* _Selected text_:
Mumbai: In spite of concerns over intellectual property rights and data protection, overseas drug makers now see India as an attractive destination for research and contract manufacturing.
This is mainly because of low costs, high technical capabilities and a skilled work force, a report released on Saturday by industry lobby group Organisation of Pharmaceutical Producers of India (Oppi) and consultancy firm Ernst and Young has found.
As many as 67% of at least 50 respondents from 30 pharmaceutical firms in the US, Europe and Asia rated India as an excellent destination for contract manufacturing, according to the report “Taking Wings: Coming of Age of the Indian Pharmaceutical Outsourcing Industry”.
The respondents cited cost efficiency, which is about 35-40% of those incurred in the US, as one of the main reasons for this.
“The country will see several new partnership deals between large-scale drug makers from across the world and local players coming up in this segment in the next few years,” said Ajit Mahadevan, partner, health sciences practice, Ernst and Young.

* _Try it_: Print the part of the report on drug makers looking to India word for word, starting with "As many as 67%" and going on through "reasons for this.".

* _Data provided_:
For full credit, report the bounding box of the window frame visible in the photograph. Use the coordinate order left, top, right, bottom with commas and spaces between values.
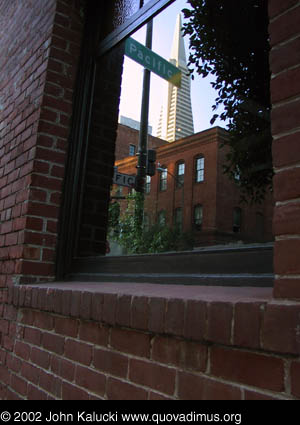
194, 154, 205, 183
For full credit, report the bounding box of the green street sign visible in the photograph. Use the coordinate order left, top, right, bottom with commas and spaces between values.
125, 37, 181, 87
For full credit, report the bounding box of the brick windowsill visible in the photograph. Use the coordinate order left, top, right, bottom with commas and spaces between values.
8, 282, 300, 355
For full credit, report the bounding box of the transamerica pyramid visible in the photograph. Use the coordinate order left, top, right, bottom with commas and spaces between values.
156, 14, 194, 142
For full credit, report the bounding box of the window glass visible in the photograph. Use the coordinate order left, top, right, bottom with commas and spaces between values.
194, 205, 203, 230
195, 156, 204, 183
105, 0, 273, 254
176, 162, 185, 187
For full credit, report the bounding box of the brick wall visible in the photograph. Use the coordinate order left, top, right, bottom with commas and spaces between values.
116, 127, 273, 244
0, 1, 83, 287
0, 284, 300, 400
269, 0, 300, 298
0, 0, 300, 400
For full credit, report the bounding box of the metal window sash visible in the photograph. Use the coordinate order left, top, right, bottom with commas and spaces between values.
96, 0, 175, 56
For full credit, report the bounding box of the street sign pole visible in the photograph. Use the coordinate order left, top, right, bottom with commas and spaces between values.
135, 20, 153, 226
136, 20, 153, 193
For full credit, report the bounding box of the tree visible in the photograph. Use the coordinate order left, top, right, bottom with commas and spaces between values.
183, 0, 273, 202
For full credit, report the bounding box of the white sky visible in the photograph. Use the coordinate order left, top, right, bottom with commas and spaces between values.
120, 0, 224, 135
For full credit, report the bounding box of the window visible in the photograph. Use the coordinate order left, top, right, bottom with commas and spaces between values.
159, 166, 168, 191
232, 207, 242, 233
174, 208, 182, 232
194, 204, 203, 230
129, 145, 136, 156
195, 156, 204, 183
157, 210, 166, 227
176, 161, 185, 188
145, 176, 151, 195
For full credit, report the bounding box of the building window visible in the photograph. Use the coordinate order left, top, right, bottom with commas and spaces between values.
174, 208, 182, 232
159, 167, 168, 191
144, 214, 150, 232
194, 205, 203, 230
157, 210, 166, 227
129, 145, 136, 156
176, 162, 185, 188
232, 207, 242, 233
195, 156, 204, 183
145, 176, 151, 195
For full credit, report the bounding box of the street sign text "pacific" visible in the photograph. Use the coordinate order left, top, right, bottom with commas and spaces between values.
125, 37, 181, 87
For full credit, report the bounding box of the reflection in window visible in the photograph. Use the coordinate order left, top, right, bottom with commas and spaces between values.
129, 145, 136, 156
176, 162, 185, 187
145, 176, 151, 195
157, 210, 166, 227
159, 166, 168, 191
195, 156, 204, 183
256, 212, 264, 238
143, 213, 150, 232
232, 207, 242, 233
174, 208, 182, 232
194, 204, 203, 230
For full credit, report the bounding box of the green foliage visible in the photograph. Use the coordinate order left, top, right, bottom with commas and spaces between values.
109, 193, 193, 254
183, 0, 273, 202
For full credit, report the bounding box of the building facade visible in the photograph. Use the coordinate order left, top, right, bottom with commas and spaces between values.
0, 0, 300, 400
116, 127, 273, 246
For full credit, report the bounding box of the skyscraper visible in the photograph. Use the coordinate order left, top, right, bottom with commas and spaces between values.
157, 14, 194, 142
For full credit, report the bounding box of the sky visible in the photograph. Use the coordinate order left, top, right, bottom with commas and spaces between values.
120, 0, 224, 135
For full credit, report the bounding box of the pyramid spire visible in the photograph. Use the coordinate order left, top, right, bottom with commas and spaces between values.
157, 14, 194, 142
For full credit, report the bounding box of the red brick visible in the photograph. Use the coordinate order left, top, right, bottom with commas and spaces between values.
27, 384, 48, 401
274, 168, 300, 201
30, 347, 50, 369
290, 361, 300, 398
54, 317, 79, 338
274, 238, 300, 275
178, 372, 242, 400
21, 362, 40, 385
15, 341, 30, 360
34, 311, 54, 331
80, 291, 93, 320
210, 347, 284, 392
93, 348, 128, 378
270, 37, 300, 75
116, 295, 132, 327
152, 336, 185, 366
42, 332, 65, 354
62, 382, 89, 400
110, 328, 150, 357
11, 374, 27, 396
102, 294, 117, 325
106, 378, 148, 400
184, 300, 207, 340
24, 327, 42, 346
207, 302, 233, 344
39, 371, 62, 398
165, 299, 184, 336
233, 303, 263, 348
75, 366, 106, 395
79, 322, 109, 347
129, 359, 176, 395
273, 278, 300, 300
271, 67, 300, 104
273, 203, 300, 236
131, 296, 149, 330
91, 294, 103, 321
262, 304, 300, 355
65, 339, 93, 366
148, 298, 166, 333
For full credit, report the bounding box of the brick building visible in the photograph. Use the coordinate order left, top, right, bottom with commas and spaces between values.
0, 0, 300, 400
116, 127, 273, 246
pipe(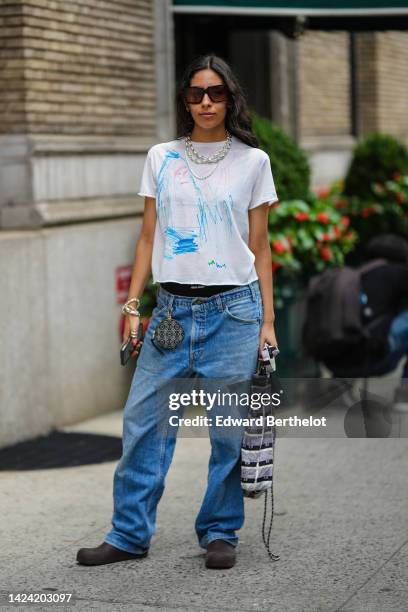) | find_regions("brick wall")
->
[298,30,351,137]
[356,32,378,136]
[0,0,156,136]
[376,31,408,138]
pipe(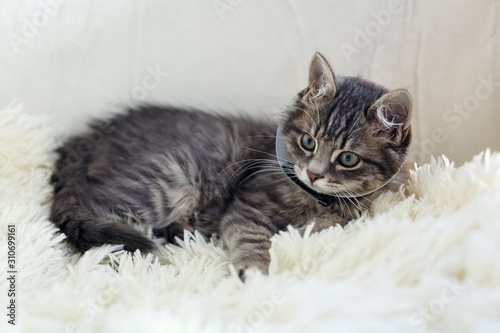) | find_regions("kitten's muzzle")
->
[307,171,323,184]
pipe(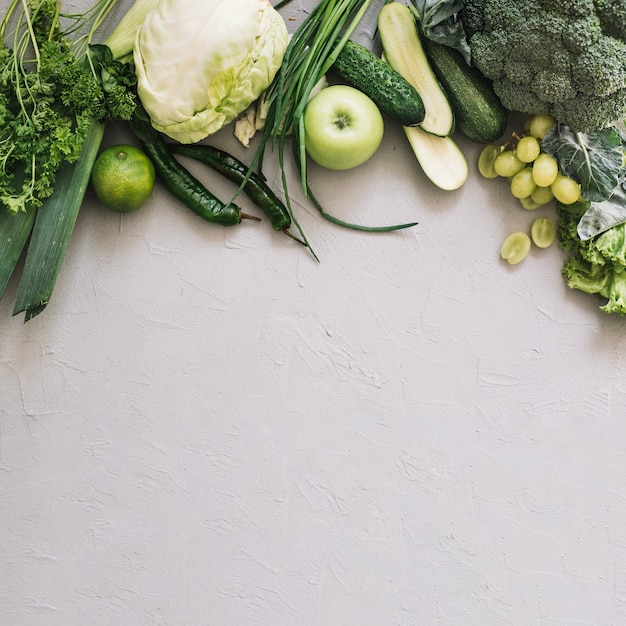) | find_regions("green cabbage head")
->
[133,0,288,143]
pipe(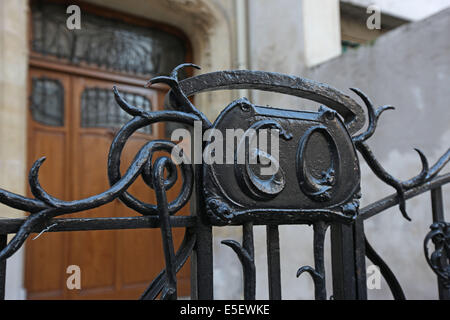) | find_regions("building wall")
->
[217,1,450,299]
[306,9,450,299]
[0,0,28,299]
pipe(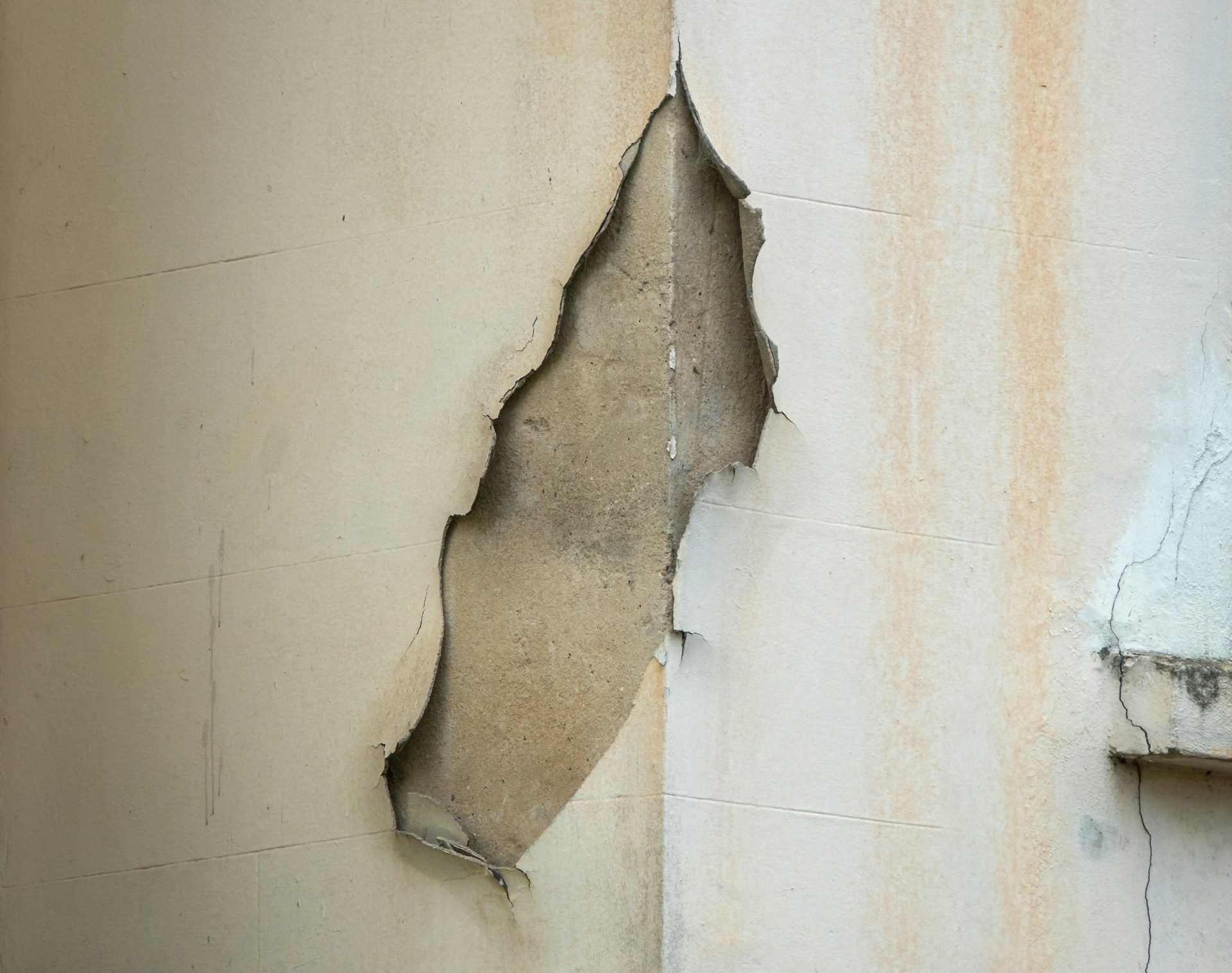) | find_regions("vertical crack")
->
[1134,764,1154,973]
[387,78,771,875]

* _Task result_:
As many as 67% of at least 50 respondents from 30 pharmaceutical firms in the US, Europe and Asia rated India as an excellent destination for contract manufacturing, according to the report “Taking Wings: Coming of Age of the Indian Pharmaceutical Outsourcing Industry”.
The respondents cited cost efficiency, which is about 35-40% of those incurred in the US, as one of the main reasons for this.